-- Start of RECORDS SHOWN --

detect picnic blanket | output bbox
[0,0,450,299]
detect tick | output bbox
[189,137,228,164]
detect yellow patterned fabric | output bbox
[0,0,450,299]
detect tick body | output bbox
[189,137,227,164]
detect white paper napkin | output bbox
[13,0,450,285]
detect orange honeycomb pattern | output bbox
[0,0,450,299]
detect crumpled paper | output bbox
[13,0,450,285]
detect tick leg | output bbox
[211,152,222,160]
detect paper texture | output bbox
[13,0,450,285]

-- End of RECORDS SHOWN --
-- Start of RECORDS SHOWN --

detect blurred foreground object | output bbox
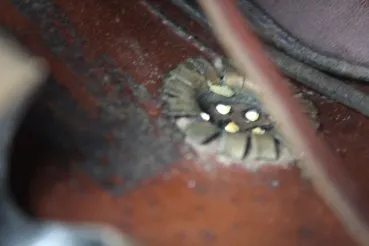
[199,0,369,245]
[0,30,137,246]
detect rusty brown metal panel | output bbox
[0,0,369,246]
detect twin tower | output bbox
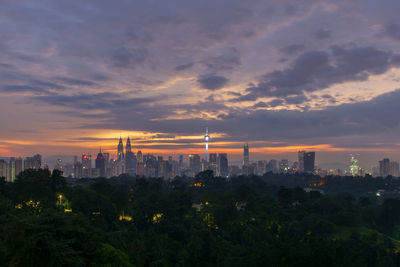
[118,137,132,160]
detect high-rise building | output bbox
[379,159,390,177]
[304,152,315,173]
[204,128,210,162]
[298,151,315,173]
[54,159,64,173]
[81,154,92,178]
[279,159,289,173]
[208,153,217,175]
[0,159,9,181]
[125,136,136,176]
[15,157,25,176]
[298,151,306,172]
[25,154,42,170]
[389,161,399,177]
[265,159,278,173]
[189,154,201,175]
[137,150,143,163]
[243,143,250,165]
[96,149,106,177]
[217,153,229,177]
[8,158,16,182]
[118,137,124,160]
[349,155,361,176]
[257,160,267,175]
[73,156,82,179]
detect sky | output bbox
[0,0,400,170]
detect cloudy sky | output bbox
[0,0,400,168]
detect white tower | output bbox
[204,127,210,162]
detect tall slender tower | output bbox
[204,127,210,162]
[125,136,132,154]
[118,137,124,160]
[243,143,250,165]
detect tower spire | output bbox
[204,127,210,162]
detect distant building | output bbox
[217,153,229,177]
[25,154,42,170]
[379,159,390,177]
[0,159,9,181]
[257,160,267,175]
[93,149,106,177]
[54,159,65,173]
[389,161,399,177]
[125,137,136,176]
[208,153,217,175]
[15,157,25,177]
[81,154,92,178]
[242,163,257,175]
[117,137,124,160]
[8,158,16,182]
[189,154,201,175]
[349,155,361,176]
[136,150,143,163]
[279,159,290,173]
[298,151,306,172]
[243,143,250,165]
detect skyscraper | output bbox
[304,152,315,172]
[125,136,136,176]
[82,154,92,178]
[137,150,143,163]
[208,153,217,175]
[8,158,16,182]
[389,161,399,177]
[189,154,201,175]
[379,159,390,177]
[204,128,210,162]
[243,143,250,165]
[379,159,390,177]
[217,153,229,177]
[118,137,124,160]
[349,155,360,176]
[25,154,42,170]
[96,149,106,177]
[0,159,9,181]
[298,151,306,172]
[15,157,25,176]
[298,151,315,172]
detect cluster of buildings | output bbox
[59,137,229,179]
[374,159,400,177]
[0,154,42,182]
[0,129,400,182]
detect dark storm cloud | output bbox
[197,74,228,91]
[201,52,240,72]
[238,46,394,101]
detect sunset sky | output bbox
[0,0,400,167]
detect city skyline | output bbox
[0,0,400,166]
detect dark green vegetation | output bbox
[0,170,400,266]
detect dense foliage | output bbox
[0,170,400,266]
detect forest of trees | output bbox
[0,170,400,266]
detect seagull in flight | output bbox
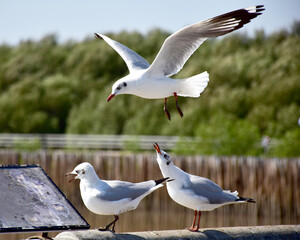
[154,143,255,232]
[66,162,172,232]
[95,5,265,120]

-- End of RECORDS SHOWN --

TASK BRIEF.
Render the items as a numbered list, from the line containing "detect tower spire | output bbox" through the line containing "[95,5,265,120]", both included. Skip blank lines and leave out the pictures.

TASK RESULT.
1. detect tower spire | output bbox
2. [204,127,210,162]
3. detect distant building | output bbox
4. [217,153,229,177]
5. [25,154,42,170]
6. [379,159,390,177]
7. [0,159,9,181]
8. [257,160,267,175]
9. [93,149,106,177]
10. [54,159,65,173]
11. [389,161,399,177]
12. [125,137,136,176]
13. [208,153,217,175]
14. [15,157,25,177]
15. [81,154,92,178]
16. [242,163,257,175]
17. [117,137,124,160]
18. [8,158,16,182]
19. [189,154,201,175]
20. [349,155,361,176]
21. [136,150,143,163]
22. [279,159,290,173]
23. [298,151,306,172]
24. [243,143,250,165]
25. detect skyscraper | output bbox
26. [304,152,315,172]
27. [125,136,136,176]
28. [82,154,92,178]
29. [137,150,143,163]
30. [208,153,217,175]
31. [8,158,16,182]
32. [389,161,399,177]
33. [189,154,201,175]
34. [379,159,390,177]
35. [204,128,210,162]
36. [243,143,250,165]
37. [379,159,390,177]
38. [217,153,229,177]
39. [118,137,124,160]
40. [349,155,360,176]
41. [25,154,42,170]
42. [96,149,106,177]
43. [0,159,9,181]
44. [298,151,306,172]
45. [15,157,25,176]
46. [298,151,315,172]
47. detect cluster of buildings | output bbox
48. [59,137,229,179]
49. [374,159,400,177]
50. [0,154,42,182]
51. [0,129,400,182]
52. detect dark storm cloud | output bbox
53. [197,74,228,91]
54. [201,52,240,72]
55. [238,46,394,101]
56. detect sunset sky | output bbox
57. [0,0,400,167]
58. detect city skyline | output bbox
59. [0,0,400,166]
60. detect dark green vegetation | output bbox
61. [0,170,400,266]
62. detect dense foliage | output bbox
63. [0,170,400,266]
64. detect forest of trees | output bbox
65. [0,170,400,266]
66. detect seagull in flight | output bbox
67. [154,143,255,232]
68. [66,162,172,232]
69. [95,5,265,120]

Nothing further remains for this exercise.